Маиор Ковалев, как говорится, отделался легким испугом. В один прекрасный день (для Ковалева он на этот раз был и в самом деле прекрасным) «вдруг тот самый нос, который разъезжал в чине статского советника и наделал столько шуму в городе, очутился как ни в чем не бывало вновь на своем месте, то есть именно между двух щек маиора Ковалева».

Гораздо печальнее сложилась судьба другого человека, с которым произошла приблизительно такая же история. Правда, этот человек был совсем не похож на маиора Ковалева:

«Раз вечером, когда он сидел дома, послышался тихий стук в дверь.

— Войдите! — сказал он, но никто не входил; тогда он отворил дверь сам — перед ним стоял невероятно худощавый человек; одет он был, впрочем, очень элегантно, это была, вероятно, важная особа.

— С кем имею честь говорить? — спросил ученый.

— Я так и думал, — сказал элегантный господин, — что вы не узнаете меня! Я обрел телесность, обзавелся плотью и платьем! Вы, конечно, и не предполагали встретить меня когда-нибудь таким благоденствующим. Но неужели вы все еще не узнаете свою бывшую тень? Да вы, пожалуй, думали, что я уже не вернусь больше? Мне очень повезло с тех пор, как я расстался с вами. Я во всех отношениях завоевал себе прочное положение в свете...»

Как видим, между историей маиора Ковалева и историей ученого — героя сказки Андерсена «Тень» — и в самом деле немало общего.

От Ковалева сбежал его собственный нос.

От ученого ушла его собственная тень.

Оба они, и Ковалев и ученый, встречают беглецов, которые «обрели телесность, обзавелись плотью и платьем».

Наконец, и нос в повести Гоголя, и тень в сказке Андерсена «во всех отношениях завоевали себе прочное положение в свете», превратились в «важных особ», сильно обогнав в этом отношении своих бывших хозяев...

Можно было бы согласиться с Вересаевым и считать причудливый сюжет гоголевского «Носа» нелепой прихотью, озорством, гениальной шуткой. Можно было бы даже согласиться с автором той книги, в которой сюжет этой повести Гоголя рассматривался как следствие некоторой ненормальности великого писателя, результат его душевной болезни...

Но вот мы видим, как сходный сюжет, такой же причудливый и странный, родился еще у одного писателя, который не только не был знаком с Гоголем, но вряд ли даже и слышал о нем: в Дании, где жил Андерсен, в ту пору трудно было найти человека, знакомого с русской литературой.

УСЛОВИЕ ЗАДАНИЯ:
Перепишите из отрывка слово в слово часть текста со слов «Как видим, между» до слов «своих бывших хозяев...» включительно. Позиции, приведённые далее, никак не связаны с отрывком.

ИСХОДНЫЕ ДАННЫЕ:
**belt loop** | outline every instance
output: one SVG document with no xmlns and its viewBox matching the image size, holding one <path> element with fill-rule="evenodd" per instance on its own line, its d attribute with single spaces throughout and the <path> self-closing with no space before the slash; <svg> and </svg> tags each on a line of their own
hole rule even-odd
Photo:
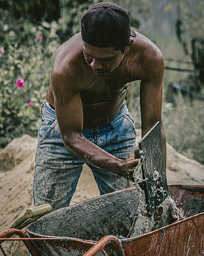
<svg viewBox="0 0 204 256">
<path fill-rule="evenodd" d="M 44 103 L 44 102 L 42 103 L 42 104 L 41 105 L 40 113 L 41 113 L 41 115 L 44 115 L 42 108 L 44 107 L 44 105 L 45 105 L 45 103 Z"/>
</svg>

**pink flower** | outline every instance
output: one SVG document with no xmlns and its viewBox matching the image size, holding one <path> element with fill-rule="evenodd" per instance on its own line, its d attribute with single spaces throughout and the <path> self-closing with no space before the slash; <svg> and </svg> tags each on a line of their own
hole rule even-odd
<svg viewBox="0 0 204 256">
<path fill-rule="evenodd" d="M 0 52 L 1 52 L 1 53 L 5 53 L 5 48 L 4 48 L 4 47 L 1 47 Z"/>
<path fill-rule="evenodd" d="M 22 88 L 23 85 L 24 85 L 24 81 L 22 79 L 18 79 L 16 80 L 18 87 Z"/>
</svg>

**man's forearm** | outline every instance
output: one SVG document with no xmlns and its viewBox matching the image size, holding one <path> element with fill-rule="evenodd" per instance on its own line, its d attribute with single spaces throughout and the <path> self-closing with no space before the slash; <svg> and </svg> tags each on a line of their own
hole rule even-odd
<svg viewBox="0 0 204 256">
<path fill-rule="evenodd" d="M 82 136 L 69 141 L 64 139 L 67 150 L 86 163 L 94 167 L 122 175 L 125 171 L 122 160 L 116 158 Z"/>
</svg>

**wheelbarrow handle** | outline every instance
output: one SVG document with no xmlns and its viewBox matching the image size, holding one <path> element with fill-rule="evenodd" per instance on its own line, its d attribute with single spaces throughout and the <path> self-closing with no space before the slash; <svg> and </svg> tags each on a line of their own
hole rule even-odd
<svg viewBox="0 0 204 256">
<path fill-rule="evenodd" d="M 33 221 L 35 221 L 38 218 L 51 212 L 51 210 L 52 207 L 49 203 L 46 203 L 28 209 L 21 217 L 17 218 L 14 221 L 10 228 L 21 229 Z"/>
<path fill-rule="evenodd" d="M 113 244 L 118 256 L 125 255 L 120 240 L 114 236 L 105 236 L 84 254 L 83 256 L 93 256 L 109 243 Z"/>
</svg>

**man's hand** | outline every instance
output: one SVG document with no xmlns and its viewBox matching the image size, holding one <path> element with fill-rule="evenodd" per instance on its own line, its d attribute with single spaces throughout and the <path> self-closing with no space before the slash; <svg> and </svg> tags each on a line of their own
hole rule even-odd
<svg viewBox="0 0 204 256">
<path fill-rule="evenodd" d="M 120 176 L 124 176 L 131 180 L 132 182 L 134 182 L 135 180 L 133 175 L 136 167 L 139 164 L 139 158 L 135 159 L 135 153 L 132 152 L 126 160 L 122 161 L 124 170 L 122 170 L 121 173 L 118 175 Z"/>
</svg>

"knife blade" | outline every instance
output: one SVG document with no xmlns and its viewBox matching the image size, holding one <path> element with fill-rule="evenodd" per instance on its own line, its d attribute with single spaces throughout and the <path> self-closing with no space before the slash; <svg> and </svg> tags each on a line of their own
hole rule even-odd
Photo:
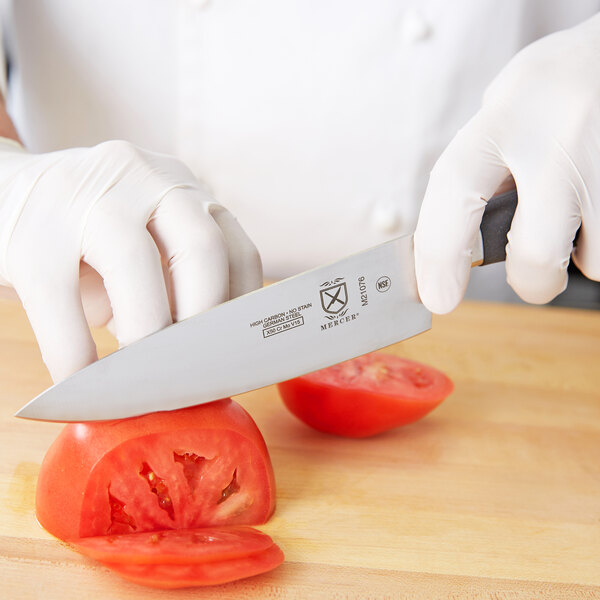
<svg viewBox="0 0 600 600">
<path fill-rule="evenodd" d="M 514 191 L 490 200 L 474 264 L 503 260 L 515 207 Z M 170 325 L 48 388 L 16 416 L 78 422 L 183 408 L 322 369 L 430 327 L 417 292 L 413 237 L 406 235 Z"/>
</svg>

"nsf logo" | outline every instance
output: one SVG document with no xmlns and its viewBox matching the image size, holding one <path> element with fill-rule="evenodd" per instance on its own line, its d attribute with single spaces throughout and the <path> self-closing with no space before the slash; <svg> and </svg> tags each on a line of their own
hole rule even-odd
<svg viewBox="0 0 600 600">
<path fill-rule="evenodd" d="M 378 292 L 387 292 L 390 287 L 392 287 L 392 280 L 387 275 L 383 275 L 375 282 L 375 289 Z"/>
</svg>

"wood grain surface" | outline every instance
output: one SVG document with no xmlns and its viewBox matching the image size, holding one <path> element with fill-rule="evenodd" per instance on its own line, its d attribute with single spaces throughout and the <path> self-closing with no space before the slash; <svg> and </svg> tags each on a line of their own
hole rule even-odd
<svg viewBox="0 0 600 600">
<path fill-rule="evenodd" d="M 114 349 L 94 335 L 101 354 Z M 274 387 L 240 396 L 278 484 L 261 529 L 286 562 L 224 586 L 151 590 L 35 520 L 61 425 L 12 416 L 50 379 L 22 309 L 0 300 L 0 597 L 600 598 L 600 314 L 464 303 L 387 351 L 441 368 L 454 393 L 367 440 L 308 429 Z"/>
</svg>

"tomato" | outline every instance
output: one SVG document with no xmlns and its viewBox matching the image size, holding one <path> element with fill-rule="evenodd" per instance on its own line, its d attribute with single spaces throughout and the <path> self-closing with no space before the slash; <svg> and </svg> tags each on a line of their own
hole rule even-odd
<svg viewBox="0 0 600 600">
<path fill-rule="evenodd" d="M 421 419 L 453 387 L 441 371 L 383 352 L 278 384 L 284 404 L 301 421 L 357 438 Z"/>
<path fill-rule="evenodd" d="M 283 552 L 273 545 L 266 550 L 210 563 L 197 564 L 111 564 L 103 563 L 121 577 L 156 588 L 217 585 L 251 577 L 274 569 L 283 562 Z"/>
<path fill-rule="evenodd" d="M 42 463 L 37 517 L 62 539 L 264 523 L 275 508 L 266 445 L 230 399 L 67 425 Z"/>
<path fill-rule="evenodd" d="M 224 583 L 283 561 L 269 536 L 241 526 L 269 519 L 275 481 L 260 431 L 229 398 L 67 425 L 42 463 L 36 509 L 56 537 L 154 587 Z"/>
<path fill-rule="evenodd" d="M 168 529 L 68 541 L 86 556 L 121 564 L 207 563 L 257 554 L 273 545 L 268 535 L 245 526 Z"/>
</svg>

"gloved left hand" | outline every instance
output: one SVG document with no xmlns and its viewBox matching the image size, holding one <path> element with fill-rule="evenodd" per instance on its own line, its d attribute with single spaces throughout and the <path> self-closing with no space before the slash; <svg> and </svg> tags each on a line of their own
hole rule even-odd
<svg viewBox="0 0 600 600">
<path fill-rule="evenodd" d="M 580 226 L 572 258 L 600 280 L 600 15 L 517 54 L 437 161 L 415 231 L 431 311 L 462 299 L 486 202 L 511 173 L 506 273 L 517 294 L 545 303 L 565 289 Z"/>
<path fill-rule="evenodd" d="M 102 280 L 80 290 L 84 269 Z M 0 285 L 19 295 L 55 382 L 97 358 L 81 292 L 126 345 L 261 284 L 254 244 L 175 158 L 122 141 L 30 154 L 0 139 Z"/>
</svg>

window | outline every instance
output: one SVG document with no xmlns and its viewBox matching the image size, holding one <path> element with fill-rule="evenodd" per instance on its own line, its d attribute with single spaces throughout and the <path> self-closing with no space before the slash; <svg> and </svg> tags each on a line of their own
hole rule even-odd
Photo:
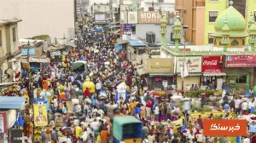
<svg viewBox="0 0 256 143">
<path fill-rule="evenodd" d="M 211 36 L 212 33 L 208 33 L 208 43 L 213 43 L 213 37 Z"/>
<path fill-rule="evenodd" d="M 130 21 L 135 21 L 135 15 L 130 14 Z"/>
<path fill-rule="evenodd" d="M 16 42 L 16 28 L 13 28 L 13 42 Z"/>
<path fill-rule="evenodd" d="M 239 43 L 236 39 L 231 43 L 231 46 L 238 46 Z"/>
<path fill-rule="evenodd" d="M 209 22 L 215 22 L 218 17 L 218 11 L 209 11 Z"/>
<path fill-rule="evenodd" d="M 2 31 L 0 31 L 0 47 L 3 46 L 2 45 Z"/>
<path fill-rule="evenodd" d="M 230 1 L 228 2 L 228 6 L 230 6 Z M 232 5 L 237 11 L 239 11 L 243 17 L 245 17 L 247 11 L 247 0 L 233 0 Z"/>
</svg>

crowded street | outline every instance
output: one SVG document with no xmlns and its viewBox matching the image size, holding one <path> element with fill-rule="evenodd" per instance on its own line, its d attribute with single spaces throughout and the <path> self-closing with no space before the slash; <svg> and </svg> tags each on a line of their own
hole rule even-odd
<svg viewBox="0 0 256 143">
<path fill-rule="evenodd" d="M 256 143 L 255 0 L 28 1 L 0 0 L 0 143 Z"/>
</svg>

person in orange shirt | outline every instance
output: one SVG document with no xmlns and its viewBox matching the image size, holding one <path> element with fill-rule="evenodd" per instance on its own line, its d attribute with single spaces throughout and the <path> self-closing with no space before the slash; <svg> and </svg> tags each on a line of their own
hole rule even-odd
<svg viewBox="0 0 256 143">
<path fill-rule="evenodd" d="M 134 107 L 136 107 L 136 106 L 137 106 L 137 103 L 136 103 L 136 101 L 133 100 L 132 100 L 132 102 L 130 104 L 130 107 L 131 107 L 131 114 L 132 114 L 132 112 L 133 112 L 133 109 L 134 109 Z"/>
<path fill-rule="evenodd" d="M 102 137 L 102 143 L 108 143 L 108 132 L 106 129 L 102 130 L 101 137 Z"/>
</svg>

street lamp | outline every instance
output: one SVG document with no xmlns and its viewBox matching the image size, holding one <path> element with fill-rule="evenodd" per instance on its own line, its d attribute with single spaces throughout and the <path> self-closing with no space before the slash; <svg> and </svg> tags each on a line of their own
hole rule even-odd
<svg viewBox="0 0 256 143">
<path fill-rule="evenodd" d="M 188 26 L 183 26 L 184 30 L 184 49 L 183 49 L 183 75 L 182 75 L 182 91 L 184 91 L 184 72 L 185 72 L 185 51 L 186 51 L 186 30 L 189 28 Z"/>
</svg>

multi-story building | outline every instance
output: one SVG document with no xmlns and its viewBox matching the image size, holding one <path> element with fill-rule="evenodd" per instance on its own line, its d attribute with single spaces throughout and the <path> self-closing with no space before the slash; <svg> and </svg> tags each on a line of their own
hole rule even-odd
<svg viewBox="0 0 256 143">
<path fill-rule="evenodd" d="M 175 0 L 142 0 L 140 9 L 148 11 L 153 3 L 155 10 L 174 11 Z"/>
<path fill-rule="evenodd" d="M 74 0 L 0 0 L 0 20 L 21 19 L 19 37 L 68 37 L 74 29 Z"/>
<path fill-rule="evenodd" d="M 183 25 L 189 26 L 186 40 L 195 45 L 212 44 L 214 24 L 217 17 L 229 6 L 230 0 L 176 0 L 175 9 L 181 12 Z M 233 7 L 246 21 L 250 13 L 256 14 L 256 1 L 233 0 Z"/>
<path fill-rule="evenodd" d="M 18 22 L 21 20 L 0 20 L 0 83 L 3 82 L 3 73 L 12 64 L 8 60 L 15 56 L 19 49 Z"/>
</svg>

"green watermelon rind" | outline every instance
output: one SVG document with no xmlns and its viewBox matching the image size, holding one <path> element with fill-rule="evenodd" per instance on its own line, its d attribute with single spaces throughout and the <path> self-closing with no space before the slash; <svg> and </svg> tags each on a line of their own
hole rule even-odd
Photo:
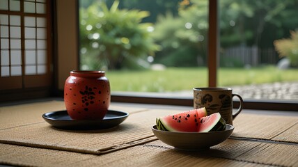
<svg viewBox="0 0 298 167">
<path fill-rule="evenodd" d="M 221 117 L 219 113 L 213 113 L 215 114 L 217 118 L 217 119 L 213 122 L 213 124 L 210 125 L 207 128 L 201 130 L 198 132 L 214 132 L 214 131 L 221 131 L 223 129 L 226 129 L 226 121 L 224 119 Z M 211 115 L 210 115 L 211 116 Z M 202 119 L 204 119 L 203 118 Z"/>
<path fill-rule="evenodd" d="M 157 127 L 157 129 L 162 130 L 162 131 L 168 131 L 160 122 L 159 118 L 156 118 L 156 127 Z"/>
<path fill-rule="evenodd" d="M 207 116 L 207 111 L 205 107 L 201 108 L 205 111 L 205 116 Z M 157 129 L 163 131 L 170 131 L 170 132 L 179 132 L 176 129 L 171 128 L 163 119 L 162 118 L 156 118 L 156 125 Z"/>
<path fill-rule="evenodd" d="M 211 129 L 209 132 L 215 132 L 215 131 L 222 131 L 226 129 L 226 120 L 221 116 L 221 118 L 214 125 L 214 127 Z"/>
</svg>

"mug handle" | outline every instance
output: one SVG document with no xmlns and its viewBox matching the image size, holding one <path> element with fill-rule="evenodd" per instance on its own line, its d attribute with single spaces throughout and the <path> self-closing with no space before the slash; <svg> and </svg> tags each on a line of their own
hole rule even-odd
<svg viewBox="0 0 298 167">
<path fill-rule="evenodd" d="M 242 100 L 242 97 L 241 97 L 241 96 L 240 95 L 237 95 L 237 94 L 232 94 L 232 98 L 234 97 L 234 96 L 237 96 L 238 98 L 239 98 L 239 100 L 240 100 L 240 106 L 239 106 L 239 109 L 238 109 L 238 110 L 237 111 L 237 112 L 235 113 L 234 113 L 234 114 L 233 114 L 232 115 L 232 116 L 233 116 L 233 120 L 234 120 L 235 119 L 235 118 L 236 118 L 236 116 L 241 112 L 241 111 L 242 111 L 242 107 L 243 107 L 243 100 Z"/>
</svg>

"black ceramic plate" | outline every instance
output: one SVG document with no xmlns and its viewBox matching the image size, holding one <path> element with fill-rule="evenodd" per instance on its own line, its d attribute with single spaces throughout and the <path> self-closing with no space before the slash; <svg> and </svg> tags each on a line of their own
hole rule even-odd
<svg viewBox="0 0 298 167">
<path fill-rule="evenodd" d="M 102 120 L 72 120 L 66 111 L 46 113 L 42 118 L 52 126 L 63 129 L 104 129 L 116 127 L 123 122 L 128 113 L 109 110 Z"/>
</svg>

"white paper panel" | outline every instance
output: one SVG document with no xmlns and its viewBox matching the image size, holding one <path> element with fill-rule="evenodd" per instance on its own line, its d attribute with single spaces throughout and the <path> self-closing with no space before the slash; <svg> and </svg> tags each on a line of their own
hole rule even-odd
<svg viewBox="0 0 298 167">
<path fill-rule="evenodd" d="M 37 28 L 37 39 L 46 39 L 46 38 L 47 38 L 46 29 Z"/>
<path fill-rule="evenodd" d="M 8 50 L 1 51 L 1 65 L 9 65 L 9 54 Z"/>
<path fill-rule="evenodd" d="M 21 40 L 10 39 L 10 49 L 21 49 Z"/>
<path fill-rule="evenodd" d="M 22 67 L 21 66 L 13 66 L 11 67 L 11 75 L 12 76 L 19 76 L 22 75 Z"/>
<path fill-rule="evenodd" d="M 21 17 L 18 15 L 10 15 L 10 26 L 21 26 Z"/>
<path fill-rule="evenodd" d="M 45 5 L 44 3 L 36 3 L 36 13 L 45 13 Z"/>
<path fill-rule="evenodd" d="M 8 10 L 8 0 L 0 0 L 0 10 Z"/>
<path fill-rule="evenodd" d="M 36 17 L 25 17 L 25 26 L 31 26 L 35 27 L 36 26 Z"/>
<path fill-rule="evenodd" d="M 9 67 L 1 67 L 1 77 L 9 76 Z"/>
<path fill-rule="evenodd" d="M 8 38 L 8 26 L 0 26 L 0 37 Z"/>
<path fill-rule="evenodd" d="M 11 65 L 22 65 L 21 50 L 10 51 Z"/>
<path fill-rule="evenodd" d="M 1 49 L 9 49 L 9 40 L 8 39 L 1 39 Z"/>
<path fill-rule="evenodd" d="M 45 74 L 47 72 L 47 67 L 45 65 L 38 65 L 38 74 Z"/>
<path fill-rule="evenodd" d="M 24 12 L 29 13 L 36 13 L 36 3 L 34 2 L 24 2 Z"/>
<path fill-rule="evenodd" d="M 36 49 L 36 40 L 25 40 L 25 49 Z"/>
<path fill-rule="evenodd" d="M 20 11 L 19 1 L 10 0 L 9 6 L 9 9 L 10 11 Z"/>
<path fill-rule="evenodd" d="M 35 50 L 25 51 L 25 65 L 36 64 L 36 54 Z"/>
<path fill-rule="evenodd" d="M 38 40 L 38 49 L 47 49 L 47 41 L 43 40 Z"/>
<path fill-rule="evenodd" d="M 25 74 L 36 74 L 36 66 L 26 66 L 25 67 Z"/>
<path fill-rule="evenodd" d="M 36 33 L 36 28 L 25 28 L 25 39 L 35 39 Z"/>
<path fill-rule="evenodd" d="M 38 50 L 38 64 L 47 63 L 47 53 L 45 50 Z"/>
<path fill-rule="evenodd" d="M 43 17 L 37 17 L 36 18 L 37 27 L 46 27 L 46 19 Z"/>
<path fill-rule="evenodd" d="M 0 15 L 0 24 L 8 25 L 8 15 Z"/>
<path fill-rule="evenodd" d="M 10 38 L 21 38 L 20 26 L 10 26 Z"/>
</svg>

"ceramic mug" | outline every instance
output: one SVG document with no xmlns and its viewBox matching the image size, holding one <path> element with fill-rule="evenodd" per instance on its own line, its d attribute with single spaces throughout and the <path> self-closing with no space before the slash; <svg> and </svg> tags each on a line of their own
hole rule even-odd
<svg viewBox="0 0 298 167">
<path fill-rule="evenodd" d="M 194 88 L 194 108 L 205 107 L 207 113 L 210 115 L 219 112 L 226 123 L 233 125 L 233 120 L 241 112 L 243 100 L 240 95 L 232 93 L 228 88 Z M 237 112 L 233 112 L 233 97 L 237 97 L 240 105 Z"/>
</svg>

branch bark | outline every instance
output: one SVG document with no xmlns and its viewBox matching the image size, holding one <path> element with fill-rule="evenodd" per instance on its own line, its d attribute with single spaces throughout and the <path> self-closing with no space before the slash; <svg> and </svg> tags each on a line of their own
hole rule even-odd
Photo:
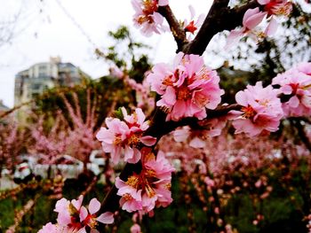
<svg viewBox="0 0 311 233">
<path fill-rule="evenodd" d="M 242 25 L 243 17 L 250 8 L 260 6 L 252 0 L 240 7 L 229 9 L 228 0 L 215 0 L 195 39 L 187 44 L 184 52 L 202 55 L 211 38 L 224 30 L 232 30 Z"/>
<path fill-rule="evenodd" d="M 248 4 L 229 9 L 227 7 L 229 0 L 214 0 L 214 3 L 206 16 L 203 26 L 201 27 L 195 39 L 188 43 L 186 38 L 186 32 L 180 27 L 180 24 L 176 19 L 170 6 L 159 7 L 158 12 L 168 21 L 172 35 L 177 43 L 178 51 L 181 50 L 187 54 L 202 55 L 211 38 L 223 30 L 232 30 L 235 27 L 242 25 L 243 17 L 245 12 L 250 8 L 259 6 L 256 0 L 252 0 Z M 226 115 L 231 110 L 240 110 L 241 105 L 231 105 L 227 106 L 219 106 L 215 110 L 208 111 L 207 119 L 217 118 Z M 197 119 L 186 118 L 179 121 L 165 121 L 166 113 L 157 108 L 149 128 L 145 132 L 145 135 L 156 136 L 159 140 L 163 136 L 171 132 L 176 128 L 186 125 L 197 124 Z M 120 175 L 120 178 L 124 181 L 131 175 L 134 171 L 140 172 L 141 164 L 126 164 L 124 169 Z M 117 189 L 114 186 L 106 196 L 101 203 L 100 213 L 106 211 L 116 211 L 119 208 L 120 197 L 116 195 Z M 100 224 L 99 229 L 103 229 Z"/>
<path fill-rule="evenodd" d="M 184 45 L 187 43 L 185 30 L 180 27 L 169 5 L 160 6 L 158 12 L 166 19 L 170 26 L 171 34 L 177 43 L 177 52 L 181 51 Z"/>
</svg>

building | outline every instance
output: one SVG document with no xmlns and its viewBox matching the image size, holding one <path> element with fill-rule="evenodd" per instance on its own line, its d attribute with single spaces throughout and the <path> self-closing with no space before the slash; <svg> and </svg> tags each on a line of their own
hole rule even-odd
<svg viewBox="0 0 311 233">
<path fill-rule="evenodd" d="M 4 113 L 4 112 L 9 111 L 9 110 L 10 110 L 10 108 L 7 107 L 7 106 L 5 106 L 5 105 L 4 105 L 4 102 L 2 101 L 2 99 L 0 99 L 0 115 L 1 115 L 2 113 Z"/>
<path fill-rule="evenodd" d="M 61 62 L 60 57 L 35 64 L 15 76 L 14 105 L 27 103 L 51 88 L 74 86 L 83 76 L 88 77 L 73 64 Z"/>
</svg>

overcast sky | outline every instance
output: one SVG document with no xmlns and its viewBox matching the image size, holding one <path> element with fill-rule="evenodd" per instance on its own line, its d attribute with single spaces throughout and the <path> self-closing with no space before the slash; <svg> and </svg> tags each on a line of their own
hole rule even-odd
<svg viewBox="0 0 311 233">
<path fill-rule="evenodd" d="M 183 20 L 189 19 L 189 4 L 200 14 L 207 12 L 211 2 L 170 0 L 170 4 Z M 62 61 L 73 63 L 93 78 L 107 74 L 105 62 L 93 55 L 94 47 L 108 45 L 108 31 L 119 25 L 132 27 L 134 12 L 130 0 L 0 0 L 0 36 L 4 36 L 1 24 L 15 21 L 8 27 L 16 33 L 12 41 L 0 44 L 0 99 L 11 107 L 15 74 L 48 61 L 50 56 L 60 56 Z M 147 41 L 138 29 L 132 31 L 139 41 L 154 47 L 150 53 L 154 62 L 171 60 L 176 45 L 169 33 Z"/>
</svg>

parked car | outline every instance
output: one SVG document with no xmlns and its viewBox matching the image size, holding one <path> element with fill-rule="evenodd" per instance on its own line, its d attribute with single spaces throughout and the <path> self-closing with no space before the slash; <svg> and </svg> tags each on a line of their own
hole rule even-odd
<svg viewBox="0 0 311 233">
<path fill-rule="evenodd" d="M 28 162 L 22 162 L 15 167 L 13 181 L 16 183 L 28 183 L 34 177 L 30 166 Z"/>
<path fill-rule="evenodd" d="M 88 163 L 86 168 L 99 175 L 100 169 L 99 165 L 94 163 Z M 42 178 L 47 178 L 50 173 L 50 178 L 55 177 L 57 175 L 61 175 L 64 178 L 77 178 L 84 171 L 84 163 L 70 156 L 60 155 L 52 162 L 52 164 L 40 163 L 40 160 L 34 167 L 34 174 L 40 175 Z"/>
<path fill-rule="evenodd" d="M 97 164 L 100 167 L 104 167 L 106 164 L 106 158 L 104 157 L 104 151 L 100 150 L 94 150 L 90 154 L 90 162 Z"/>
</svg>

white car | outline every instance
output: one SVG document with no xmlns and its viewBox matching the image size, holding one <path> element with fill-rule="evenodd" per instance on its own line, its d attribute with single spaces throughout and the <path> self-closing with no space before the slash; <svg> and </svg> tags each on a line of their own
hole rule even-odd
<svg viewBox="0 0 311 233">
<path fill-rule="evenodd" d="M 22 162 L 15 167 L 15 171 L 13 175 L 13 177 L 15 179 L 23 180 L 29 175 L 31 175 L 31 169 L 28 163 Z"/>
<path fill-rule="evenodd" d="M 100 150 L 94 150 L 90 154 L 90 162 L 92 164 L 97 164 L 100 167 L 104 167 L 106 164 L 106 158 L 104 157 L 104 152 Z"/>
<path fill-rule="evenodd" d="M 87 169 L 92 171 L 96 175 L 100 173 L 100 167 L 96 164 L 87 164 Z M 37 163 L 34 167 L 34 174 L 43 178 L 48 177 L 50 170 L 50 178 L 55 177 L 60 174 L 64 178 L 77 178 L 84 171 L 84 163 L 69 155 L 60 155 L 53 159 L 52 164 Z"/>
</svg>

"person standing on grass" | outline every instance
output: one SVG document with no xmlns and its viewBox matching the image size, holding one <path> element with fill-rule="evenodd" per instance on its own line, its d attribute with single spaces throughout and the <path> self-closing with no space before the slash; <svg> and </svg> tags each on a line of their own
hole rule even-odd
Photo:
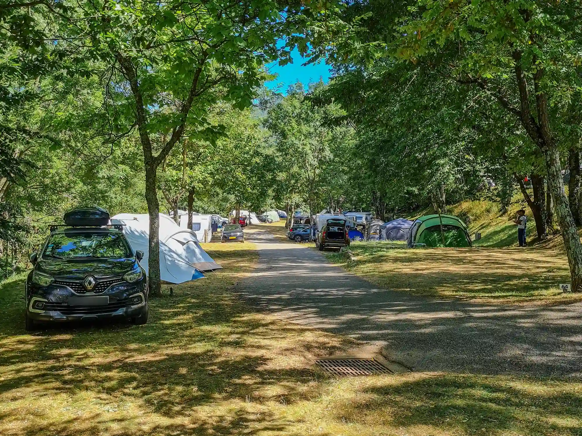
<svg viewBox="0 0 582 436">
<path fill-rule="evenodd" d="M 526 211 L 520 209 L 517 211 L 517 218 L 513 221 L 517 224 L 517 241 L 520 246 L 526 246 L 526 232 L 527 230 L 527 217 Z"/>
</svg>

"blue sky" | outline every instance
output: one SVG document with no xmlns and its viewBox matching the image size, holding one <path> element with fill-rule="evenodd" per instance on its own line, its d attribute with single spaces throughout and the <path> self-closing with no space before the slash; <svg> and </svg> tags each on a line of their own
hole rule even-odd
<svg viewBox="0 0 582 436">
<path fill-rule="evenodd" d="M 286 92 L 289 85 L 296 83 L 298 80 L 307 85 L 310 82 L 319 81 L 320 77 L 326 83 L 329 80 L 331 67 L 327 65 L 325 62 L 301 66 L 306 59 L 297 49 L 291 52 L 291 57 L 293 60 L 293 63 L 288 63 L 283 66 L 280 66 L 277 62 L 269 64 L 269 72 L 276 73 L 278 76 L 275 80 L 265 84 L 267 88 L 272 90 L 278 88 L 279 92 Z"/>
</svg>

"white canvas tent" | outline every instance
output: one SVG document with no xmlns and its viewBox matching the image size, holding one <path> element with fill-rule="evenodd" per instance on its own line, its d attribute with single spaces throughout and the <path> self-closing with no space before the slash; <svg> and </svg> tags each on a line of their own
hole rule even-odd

РЕШЕНИЕ ЗАДАНИЯ:
Как видим, между историей маиора Ковалева и историей ученого — героя сказки Андерсена «Тень» — и в самом деле немало общего.

От Ковалева сбежал его собственный нос.

От ученого ушла его собственная тень.

Оба они, и Ковалев и ученый, встречают беглецов, которые «обрели телесность, обзавелись плотью и платьем».

Наконец, и нос в повести Гоголя, и тень в сказке Андерсена «во всех отношениях завоевали себе прочное положение в свете», превратились в «важных особ», сильно обогнав в этом отношении своих бывших хозяев...